**EXERCISE DIRECTIONS:** Recast the listing below as a two-column CSV with the columns instruction and answer. Make one row for each passage of text and the points that follow it, and put each value in a single quoted field with line breaks turned into spaces. Leave the pictures out.

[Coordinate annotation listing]
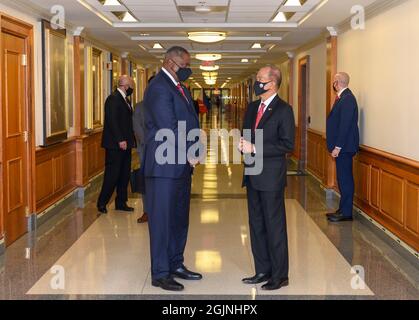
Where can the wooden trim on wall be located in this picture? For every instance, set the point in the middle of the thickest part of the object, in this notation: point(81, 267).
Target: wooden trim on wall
point(79, 70)
point(386, 186)
point(25, 30)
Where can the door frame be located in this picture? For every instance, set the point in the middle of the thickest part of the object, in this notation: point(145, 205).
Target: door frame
point(301, 148)
point(24, 30)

**ANSWER TO THE TASK:**
instruction,answer
"Where can the wooden trim on wall be located in this picture? For every instance, set the point in the middle of the thickest part of the object, in this notation: point(81, 267). Target: wooden trim on wall","point(79, 70) point(386, 186) point(25, 30)"
"Where can the door frame be located in this picture? For every instance, set the point in the middle of the thickest part of the object, in this notation: point(145, 205). Target: door frame","point(301, 148) point(24, 30)"